GIVEN ENTRIES:
# # #

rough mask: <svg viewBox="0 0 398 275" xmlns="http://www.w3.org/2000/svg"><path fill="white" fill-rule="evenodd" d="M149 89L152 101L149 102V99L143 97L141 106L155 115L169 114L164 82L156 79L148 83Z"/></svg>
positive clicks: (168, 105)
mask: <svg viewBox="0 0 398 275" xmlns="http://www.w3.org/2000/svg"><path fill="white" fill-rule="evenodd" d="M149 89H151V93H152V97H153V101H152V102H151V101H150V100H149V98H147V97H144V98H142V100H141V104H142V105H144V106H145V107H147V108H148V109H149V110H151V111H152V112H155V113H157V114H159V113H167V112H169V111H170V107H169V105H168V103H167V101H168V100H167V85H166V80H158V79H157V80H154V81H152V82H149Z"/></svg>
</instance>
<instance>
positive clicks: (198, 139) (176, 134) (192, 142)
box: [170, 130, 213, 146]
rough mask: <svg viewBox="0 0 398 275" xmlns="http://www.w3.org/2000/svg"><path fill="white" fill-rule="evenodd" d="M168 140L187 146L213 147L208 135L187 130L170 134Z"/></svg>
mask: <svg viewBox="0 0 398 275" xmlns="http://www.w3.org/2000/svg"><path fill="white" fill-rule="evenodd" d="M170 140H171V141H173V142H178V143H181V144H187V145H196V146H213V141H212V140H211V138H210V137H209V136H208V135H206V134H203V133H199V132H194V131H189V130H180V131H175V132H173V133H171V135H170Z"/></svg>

# # #

AIM OF THE EXERCISE:
The line containing "box: [170, 130, 213, 146]" and every line after it, up to and including the last line of the records, should be reproduced exactly, with nothing else.

TASK RESULT:
box: [170, 130, 213, 146]
rough mask: <svg viewBox="0 0 398 275" xmlns="http://www.w3.org/2000/svg"><path fill="white" fill-rule="evenodd" d="M168 140L187 146L213 147L208 135L187 130L170 134Z"/></svg>
mask: <svg viewBox="0 0 398 275" xmlns="http://www.w3.org/2000/svg"><path fill="white" fill-rule="evenodd" d="M170 140H171V141H173V142H178V143H181V144H187V145H196V146H213V141H212V140H211V138H210V137H209V136H208V135H206V134H203V133H199V132H194V131H189V130H180V131H175V132H173V133H171V135H170Z"/></svg>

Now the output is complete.